Commissioned as part of the MRT network's Art-in-Transit programme, a showcase of public artworks on the MRT network, April Ng's Slow Motion is displayed on the station walls at the concourse level. A "snapshot" of Singapore's urban life, the work is printed on thirty zinc panels, and depicts commuters going about their daily lives.

Ng had previously used photo etching to create pictures of her friends as their farewell gifts; the gifts were well-received and hence she decided to use the technique again for Slow Motion. Ng used photos that showed the diversity of Singapore's culture, representing people of all races and ages. She took the photos herself, using LTA staff and the Woodleigh station construction crew as subjects, along with photos of her friends and her husband and son. The LTA wanted the Art-in-Transit works to have a "wayfinding" element to help guide commuters towards the platforms or out of the station, and Ng attempted to achieve this by making sure that some of the photos were of people moving in the appropriate direction.

Ng chose zinc instead of copper because the photos she took reproduced better in zinc. The choice of zinc fit in well with the station's design, which used zinc in the roof materials. Singapore's high humidity caused problems during the photo-engraving process. To create the images, a polymer film had to be applied to the zinc plates. The humidity caused the film to stick to the plates immediately, so that it could not be adjusted. Ng was able to resolve the problem by spraying the film and plates with water before applying the film.

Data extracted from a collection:
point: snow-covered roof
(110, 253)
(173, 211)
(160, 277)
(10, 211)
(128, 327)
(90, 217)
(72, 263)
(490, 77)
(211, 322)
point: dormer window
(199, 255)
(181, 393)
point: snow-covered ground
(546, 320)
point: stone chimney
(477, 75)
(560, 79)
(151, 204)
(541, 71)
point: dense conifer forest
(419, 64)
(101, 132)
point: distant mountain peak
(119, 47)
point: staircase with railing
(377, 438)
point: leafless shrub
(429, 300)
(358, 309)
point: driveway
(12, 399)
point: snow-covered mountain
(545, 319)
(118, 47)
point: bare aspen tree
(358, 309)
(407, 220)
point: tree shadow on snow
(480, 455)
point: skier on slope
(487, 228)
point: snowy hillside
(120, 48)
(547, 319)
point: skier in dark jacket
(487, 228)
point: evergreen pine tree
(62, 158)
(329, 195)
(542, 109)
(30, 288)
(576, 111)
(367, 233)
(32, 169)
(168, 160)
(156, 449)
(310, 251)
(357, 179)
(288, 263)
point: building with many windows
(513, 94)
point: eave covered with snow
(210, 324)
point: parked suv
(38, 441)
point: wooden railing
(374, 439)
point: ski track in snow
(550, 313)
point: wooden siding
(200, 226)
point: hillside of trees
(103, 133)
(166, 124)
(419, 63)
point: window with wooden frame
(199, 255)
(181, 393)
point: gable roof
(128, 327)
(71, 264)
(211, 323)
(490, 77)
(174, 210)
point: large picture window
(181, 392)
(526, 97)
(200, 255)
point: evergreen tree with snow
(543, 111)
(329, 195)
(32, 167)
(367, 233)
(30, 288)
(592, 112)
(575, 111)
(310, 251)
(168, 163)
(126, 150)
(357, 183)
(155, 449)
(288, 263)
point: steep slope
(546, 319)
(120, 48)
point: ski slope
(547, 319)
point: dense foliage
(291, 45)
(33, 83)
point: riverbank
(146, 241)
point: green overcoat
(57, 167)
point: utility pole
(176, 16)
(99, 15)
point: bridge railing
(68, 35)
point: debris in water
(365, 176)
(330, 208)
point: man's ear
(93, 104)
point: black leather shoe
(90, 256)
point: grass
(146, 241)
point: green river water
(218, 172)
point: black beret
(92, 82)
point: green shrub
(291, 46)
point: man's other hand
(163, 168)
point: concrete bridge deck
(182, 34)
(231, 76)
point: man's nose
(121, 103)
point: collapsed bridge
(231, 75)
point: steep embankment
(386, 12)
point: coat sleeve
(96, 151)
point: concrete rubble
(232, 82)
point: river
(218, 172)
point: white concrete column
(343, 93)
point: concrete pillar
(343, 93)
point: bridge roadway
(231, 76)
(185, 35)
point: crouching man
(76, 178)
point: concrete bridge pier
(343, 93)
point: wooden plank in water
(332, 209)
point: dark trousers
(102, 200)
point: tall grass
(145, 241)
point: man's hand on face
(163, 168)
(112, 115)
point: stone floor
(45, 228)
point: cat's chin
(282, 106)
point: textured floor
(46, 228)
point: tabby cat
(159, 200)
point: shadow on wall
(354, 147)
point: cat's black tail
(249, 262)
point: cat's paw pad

About this exercise ::
From the passage on the Slow Motion artwork, copy exactly the section starting with "Commissioned as part" and going on through "their daily lives.".

Result below ::
Commissioned as part of the MRT network's Art-in-Transit programme, a showcase of public artworks on the MRT network, April Ng's Slow Motion is displayed on the station walls at the concourse level. A "snapshot" of Singapore's urban life, the work is printed on thirty zinc panels, and depicts commuters going about their daily lives.